▶ _PASSAGE PROVIDED_
National Oceanic and
Atmospheric Administration
United States Department of Commerce


FY 1998

Biological colonization of new hydrothermal vents following an eruption on Juan de Fuca Ridge

Tunnicliffe, V., R.W. Embley, J.F. Holden, D.A. Butterfield, G.J. Massoth, and S.K. Juniper

Deep-Sea Res. Pt. I, 44(9–10), 1627–1644, doi: 10.1016/S0967-0637(97)00041-1 (1997)

A recent eruption of CoAxial Segment of Juan de Fuca Ridge initiated hydrothermal conditions with rapid changes in water chemistry and growth of microbial communities. Vent animals recruited from distal sources within a year. One site with newly erupted lava attracted no animals to high-iron and low-sulphide conditions. However, sustained release of flocculent material at a second site suggests extensive subterranean microbial production; here, the dissolved sulphide/heat ratio peaked during the first year. The first larval recruits included vestimentiferans, alvinellid polychaetes and nemerteans; despite the small areal extent of venting, one-third of the regional vent species pool had arrived by 2 years. Near-optimal growth conditions and recruitment by many species continued in the centre of the system but several habitats went extinct within 2 years. Rapid response and exploitation by vent animals must be an important adaptation to such ephemeral conditions.

(Referring expression pointing data)

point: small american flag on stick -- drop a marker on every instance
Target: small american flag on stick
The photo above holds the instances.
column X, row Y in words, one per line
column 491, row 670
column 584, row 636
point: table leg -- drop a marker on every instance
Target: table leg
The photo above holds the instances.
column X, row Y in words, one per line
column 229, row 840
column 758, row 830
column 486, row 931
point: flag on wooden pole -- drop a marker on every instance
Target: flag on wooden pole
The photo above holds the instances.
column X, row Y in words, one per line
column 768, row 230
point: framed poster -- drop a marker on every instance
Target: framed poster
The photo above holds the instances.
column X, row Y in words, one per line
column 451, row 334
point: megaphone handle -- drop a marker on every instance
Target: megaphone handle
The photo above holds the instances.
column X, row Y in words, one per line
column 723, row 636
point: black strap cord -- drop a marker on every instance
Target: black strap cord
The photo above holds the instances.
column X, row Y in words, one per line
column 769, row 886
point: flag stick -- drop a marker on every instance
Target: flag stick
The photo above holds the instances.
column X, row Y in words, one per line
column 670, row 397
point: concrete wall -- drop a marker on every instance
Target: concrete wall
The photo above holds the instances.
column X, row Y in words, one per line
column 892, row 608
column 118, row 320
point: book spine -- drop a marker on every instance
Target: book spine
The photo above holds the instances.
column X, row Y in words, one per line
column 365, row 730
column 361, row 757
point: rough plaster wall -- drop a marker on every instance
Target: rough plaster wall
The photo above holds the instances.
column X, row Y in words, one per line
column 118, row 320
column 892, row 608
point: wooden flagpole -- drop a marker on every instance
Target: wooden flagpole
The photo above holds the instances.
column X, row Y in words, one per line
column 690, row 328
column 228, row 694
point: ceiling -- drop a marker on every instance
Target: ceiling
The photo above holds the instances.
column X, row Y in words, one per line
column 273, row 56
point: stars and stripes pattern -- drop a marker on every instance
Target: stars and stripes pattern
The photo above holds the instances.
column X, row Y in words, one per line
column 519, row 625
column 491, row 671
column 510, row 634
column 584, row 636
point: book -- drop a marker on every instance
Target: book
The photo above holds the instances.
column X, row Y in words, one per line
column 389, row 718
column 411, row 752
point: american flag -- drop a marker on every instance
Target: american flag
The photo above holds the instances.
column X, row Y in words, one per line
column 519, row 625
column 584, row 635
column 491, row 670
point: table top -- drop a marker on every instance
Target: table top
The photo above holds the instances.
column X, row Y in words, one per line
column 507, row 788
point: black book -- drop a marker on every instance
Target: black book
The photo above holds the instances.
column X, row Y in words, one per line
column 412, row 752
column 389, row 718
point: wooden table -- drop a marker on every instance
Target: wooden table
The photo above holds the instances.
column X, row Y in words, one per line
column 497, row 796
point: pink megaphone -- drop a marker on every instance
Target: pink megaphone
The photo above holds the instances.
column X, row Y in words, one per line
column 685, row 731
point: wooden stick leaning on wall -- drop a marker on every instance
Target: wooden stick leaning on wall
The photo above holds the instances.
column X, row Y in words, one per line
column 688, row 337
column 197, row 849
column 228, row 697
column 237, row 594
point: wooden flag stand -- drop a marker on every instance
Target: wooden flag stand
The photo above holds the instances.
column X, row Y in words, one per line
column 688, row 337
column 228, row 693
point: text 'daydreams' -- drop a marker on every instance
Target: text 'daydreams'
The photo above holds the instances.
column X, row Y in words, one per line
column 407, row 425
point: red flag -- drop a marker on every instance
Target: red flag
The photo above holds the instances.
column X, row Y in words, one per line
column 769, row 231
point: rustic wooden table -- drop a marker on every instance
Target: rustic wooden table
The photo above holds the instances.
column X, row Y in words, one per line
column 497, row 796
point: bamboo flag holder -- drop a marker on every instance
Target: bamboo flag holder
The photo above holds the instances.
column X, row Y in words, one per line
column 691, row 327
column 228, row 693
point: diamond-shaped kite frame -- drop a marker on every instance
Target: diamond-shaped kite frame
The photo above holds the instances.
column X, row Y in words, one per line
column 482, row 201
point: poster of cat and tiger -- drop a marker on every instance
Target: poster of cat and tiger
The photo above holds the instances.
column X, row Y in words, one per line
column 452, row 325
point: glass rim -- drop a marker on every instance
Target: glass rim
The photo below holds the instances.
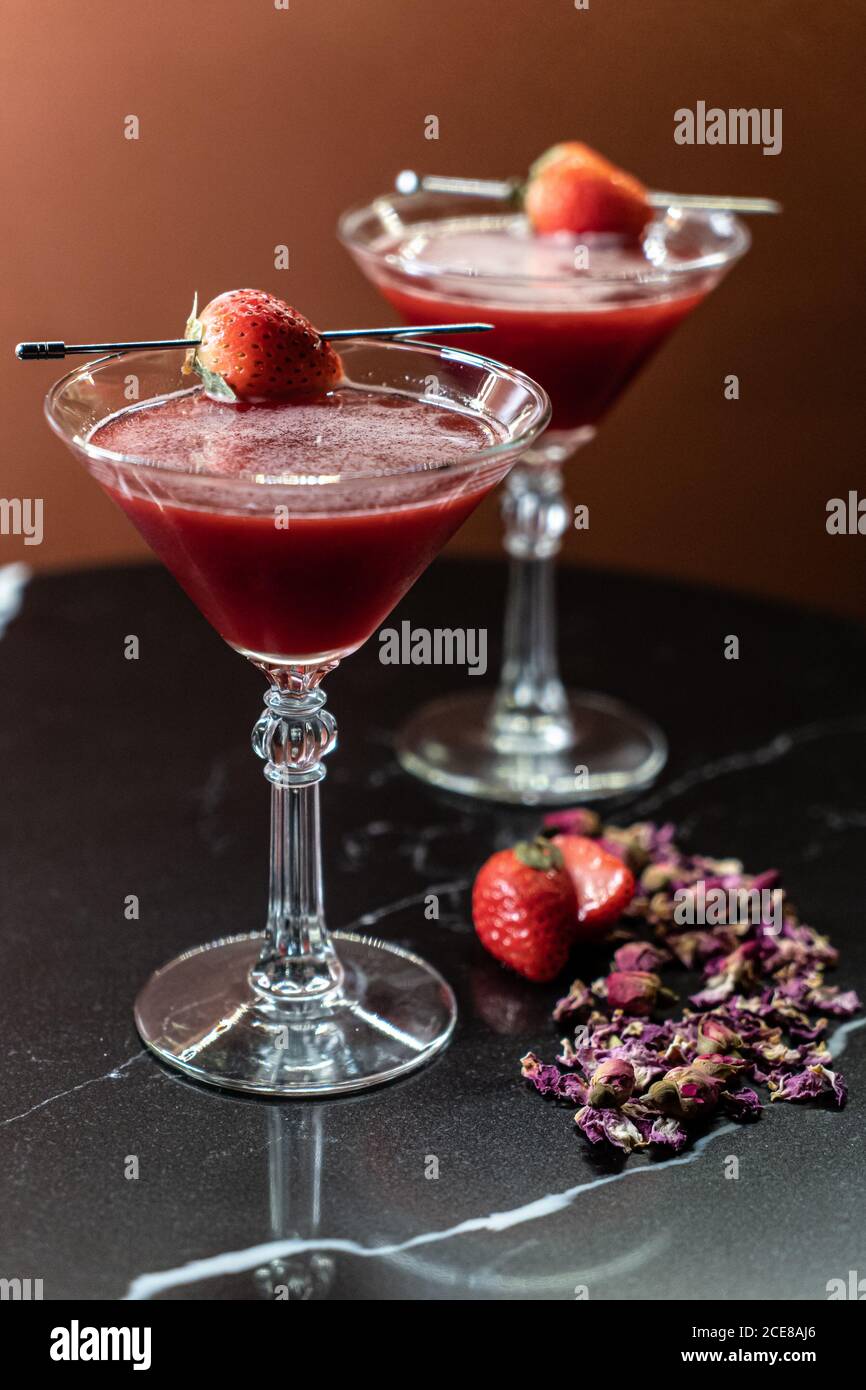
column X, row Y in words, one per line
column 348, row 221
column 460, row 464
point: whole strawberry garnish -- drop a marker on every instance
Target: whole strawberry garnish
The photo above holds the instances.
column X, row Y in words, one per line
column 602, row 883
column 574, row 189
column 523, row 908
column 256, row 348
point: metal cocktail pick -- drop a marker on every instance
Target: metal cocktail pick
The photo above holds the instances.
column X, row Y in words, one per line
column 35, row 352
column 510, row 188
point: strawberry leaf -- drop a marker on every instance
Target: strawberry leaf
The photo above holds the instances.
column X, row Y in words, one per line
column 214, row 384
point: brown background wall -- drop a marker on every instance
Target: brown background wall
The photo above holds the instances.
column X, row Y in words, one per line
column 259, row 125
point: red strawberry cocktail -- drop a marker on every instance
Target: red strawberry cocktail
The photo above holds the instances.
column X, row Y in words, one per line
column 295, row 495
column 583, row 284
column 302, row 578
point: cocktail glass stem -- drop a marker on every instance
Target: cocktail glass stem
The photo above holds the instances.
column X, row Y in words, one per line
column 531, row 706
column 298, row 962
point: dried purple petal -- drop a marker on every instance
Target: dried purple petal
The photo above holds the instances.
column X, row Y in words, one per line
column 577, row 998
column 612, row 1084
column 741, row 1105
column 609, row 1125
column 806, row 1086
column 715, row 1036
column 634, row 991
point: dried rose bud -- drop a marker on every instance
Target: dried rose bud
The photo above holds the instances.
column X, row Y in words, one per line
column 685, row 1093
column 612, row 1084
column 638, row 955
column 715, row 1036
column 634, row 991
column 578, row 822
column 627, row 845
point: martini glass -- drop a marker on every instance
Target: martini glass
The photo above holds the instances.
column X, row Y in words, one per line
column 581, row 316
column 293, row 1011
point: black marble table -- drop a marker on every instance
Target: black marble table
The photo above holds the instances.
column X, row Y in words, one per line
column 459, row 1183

▶ _TASK DIRECTIONS_
Repeat the passage of the vent colonization abstract starting at "National Oceanic and" and ending at "doi: 10.1016/S0967-0637(97)00041-1 (1997)". The entries are separate material with no connection to the vent colonization abstract.

▶ _ANSWER TO THE PROBLEM_
National Oceanic and
Atmospheric Administration
United States Department of Commerce


FY 1998

Biological colonization of new hydrothermal vents following an eruption on Juan de Fuca Ridge

Tunnicliffe, V., R.W. Embley, J.F. Holden, D.A. Butterfield, G.J. Massoth, and S.K. Juniper

Deep-Sea Res. Pt. I, 44(9–10), 1627–1644, doi: 10.1016/S0967-0637(97)00041-1 (1997)